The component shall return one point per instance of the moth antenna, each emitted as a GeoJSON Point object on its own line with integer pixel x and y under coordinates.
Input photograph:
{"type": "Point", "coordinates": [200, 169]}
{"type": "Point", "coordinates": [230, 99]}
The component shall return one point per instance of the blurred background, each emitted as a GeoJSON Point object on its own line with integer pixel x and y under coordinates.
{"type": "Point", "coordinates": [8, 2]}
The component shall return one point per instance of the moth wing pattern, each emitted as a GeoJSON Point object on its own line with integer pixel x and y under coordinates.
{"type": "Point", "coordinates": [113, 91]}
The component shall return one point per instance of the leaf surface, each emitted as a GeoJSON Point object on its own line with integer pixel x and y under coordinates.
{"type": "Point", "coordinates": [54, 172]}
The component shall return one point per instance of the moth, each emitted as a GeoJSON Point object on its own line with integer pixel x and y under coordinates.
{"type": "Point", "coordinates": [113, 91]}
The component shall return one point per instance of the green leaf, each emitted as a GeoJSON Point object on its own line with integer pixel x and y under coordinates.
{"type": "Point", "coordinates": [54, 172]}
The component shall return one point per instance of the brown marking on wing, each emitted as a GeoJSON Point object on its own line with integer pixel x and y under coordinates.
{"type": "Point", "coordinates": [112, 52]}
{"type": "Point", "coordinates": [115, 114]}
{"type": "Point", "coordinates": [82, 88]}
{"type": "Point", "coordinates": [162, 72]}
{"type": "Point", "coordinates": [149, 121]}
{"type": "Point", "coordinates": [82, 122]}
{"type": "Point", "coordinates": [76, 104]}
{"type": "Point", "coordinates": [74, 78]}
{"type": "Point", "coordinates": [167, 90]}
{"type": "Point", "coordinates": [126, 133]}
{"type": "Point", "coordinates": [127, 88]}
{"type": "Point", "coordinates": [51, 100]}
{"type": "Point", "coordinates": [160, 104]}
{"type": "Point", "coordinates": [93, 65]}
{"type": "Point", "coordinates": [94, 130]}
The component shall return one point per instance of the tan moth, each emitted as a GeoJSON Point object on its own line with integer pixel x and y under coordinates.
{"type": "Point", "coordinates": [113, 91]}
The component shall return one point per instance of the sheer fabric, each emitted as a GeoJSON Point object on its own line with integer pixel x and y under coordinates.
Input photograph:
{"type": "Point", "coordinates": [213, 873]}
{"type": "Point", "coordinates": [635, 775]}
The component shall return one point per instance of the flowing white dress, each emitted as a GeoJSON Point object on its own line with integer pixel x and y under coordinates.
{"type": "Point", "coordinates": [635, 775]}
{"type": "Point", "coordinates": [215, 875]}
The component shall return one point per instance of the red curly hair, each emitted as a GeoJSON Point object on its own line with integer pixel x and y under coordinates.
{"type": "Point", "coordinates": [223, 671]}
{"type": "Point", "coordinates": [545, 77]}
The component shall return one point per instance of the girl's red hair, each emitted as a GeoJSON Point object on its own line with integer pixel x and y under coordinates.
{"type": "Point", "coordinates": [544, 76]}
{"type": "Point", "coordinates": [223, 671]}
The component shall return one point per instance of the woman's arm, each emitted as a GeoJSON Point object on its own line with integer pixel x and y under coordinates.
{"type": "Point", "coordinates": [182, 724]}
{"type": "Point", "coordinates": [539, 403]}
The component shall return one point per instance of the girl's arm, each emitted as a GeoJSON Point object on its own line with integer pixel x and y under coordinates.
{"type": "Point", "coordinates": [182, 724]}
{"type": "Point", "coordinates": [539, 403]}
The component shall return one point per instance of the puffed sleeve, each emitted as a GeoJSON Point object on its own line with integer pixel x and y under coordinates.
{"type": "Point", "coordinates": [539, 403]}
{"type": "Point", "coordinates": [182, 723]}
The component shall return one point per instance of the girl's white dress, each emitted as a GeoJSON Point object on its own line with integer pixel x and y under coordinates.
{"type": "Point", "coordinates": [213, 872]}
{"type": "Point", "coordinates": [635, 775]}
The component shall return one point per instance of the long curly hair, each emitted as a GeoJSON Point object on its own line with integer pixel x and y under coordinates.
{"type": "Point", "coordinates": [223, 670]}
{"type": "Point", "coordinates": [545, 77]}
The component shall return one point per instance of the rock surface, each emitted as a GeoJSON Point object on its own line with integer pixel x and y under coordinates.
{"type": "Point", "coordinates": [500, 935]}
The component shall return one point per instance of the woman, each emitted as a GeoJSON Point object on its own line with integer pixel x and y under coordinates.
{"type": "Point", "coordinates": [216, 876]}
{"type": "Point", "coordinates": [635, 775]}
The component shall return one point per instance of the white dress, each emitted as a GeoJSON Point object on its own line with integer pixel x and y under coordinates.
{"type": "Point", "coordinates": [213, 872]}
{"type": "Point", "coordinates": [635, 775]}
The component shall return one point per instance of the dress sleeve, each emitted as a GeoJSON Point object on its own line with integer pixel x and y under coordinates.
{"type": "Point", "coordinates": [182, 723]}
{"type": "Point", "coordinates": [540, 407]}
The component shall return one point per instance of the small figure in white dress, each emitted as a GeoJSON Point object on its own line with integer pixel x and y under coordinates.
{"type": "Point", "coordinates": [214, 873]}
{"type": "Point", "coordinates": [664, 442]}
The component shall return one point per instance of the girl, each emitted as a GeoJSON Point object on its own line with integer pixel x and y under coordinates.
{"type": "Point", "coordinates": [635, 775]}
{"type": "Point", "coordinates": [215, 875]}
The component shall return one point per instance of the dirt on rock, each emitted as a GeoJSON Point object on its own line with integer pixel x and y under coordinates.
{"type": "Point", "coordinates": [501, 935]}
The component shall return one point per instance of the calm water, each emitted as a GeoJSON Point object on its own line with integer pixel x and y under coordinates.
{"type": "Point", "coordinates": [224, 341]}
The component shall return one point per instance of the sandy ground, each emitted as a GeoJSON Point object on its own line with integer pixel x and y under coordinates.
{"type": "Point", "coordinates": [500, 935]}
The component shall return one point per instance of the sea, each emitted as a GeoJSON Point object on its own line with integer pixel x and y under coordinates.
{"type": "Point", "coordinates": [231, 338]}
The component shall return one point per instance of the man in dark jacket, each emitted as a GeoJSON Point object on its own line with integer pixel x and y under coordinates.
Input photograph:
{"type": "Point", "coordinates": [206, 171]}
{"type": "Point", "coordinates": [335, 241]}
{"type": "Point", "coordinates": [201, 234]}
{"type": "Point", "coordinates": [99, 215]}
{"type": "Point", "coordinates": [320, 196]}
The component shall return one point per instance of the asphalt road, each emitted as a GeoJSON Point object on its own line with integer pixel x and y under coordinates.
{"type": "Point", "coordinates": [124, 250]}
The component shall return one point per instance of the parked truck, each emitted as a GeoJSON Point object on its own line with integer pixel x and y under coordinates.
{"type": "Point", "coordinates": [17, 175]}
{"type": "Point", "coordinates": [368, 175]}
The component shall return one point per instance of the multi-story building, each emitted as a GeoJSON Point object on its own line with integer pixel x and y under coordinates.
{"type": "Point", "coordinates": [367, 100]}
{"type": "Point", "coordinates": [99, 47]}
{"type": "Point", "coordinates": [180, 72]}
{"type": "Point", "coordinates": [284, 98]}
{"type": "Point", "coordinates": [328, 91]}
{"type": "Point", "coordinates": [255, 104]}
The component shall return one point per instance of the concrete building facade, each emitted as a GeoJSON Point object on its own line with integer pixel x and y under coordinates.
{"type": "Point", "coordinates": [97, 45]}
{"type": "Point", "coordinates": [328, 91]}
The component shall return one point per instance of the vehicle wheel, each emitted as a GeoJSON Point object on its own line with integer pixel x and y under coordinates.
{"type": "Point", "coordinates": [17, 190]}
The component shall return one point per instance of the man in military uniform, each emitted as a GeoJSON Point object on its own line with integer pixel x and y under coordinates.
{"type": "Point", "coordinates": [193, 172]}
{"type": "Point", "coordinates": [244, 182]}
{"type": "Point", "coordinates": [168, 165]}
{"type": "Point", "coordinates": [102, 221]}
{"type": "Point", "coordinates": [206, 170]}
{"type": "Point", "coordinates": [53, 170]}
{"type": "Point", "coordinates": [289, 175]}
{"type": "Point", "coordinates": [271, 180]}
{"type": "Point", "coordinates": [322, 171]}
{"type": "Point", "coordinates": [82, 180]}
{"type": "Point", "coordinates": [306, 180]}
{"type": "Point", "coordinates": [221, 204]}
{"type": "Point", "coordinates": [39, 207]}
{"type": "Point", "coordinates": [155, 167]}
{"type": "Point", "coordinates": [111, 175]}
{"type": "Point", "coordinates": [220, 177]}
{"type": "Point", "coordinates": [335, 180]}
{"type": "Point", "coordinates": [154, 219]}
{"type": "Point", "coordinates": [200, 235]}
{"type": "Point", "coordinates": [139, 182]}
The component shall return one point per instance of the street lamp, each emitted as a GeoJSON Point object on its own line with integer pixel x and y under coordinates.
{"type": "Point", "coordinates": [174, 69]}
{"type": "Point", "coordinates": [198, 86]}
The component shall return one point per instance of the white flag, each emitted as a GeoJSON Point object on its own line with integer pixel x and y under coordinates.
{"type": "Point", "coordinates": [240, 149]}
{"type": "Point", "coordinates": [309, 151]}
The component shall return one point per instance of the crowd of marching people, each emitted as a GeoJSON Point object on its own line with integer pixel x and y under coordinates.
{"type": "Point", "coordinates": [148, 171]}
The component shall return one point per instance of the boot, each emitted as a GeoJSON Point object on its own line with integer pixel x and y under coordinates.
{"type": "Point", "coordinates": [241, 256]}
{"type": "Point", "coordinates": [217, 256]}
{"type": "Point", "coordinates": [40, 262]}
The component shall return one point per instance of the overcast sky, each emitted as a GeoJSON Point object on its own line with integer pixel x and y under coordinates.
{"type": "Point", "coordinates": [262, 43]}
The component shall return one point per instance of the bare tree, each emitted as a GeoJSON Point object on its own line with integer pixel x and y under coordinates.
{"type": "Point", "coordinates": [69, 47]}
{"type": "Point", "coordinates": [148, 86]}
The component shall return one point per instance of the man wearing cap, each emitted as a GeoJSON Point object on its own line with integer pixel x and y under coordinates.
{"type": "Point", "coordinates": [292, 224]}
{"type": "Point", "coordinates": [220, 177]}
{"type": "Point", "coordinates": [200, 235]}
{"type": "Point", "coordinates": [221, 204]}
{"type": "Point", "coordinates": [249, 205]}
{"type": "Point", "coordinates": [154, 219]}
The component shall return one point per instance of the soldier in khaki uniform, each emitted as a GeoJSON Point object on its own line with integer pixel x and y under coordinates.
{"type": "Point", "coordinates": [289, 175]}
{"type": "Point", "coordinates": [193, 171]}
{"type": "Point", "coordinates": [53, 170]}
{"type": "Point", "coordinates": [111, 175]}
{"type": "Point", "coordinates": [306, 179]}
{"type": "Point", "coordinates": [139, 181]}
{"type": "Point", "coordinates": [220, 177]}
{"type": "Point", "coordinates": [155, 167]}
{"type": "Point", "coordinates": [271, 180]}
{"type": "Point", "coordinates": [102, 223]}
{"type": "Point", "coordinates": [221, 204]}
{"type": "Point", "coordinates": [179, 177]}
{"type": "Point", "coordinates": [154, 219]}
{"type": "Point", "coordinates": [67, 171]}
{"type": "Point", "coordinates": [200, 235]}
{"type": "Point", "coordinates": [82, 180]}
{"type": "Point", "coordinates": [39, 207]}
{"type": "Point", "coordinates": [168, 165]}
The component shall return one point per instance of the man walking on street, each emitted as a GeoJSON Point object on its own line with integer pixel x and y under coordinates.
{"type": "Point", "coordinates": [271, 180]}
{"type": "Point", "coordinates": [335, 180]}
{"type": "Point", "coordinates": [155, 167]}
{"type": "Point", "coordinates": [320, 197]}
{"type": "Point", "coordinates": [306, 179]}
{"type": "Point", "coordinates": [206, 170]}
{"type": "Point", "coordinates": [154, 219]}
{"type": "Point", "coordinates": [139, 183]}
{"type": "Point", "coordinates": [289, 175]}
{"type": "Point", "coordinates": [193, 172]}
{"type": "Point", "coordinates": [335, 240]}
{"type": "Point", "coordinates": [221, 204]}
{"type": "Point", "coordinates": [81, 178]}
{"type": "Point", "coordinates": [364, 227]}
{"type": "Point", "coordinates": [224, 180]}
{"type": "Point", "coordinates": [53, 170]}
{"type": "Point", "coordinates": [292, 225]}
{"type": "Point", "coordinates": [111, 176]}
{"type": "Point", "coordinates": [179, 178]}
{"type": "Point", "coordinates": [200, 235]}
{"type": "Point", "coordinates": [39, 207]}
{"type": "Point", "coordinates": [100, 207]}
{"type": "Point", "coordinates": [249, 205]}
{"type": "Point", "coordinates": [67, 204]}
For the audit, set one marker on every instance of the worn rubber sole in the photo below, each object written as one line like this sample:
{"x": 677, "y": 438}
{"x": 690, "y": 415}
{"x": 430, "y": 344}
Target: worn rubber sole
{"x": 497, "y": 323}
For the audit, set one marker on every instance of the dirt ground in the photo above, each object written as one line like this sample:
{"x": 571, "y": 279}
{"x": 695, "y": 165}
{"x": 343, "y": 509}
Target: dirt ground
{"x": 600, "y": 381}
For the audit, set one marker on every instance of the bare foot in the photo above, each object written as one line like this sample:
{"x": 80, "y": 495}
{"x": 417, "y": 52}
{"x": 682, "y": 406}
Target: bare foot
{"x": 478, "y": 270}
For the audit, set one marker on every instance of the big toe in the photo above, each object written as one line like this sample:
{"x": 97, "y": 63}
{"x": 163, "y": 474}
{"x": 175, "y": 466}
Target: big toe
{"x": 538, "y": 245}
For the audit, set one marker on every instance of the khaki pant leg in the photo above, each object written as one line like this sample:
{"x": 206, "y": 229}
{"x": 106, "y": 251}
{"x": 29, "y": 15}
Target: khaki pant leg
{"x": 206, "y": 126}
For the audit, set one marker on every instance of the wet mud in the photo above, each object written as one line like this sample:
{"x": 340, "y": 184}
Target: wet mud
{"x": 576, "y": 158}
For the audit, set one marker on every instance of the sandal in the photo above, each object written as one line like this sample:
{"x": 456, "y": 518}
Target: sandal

## WRITTEN PROBLEM
Begin with the line that contains "the big toe" and end with the last line of the records; set down every line in that span exactly, and nothing else.

## RESPONSE TO THIS TASK
For the audit, set one marker on every instance of the big toe in the photo above, each object written as one line like this sample:
{"x": 97, "y": 63}
{"x": 163, "y": 474}
{"x": 175, "y": 466}
Target: big toe
{"x": 538, "y": 245}
For the audit, set one marker on every instance of the khaki pant leg in the photo above, each object written as one line like this sample:
{"x": 206, "y": 229}
{"x": 106, "y": 251}
{"x": 29, "y": 15}
Target: khaki pant leg
{"x": 206, "y": 126}
For the audit, set one marker on every instance of the wet mud in the photo above, each object written as one line like this sample:
{"x": 340, "y": 184}
Target: wet mud
{"x": 576, "y": 158}
For the audit, set one marker on every instance of the sandal in the photo above, each object written as one line like this sample:
{"x": 456, "y": 518}
Target: sandal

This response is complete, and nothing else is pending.